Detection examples
****

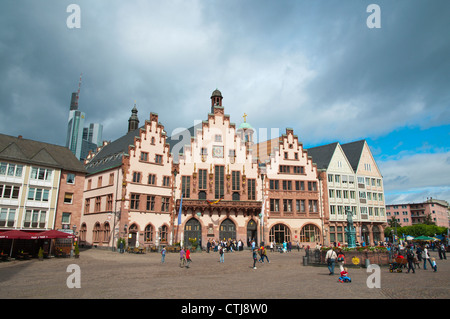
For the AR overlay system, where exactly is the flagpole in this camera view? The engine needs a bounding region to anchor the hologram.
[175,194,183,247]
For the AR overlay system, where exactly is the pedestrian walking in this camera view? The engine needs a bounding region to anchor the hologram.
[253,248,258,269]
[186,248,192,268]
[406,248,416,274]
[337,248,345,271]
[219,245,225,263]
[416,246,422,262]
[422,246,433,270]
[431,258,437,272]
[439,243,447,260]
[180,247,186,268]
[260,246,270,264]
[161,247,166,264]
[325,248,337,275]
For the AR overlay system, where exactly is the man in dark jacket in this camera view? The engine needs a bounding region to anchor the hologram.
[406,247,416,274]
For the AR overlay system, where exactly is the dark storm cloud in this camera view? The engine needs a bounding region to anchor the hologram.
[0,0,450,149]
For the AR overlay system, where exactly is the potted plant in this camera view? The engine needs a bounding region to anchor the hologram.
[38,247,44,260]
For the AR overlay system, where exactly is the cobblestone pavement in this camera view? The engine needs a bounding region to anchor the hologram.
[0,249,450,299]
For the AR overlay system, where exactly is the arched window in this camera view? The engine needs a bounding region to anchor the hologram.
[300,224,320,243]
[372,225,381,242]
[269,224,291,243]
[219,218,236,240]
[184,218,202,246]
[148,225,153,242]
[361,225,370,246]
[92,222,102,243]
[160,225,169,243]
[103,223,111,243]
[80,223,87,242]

****

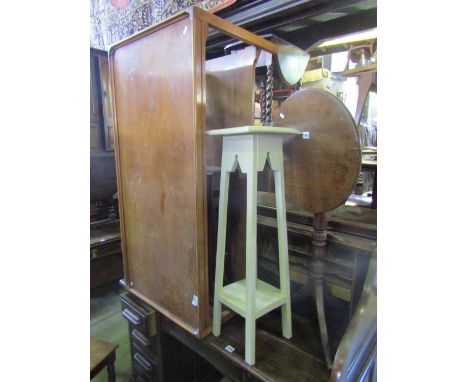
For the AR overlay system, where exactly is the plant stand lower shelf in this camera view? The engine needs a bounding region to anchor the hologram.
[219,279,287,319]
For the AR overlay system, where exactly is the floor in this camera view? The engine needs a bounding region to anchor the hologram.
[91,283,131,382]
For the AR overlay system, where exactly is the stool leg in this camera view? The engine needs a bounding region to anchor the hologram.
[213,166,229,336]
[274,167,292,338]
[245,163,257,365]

****

Exercise objective
Duplicate the rows above word for word, from the line containing "For the AR overlay system, where exactly is the floor" through the line containing "[245,163,257,365]".

Full response
For the AR overlay system, where exactly is the floor in this camera view? The engine needs a bounding region to anchor the hologram.
[91,283,131,382]
For the AR overlay system, where exactly is the stool leg in this camera view? The engine needs a bounding region to anchor the hologram.
[213,166,229,336]
[274,167,292,338]
[245,163,257,365]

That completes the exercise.